### What you should do
Please reproduce, exactly as given, the lines running from the start of the data to the line containing "Query: stirrup", inclusive, and omit the pictures.

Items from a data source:
***

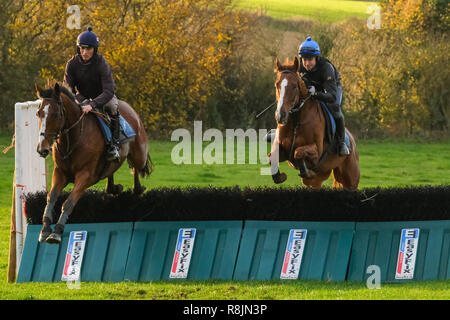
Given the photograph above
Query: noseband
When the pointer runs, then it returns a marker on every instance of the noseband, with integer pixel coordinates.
(61, 114)
(58, 134)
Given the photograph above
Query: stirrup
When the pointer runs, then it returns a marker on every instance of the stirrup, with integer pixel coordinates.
(113, 154)
(343, 149)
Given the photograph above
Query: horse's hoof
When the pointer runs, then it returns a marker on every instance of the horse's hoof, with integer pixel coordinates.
(139, 190)
(44, 235)
(280, 178)
(115, 190)
(54, 238)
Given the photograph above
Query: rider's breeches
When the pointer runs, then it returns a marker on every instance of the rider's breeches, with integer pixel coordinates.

***

### Solution to this problem
Given the photograph above
Query: noseband
When the pointer runs, then it returns a marker on every instance of the noseband, with integer pixel coordinates.
(61, 114)
(58, 134)
Given the photograph above
Query: stirrup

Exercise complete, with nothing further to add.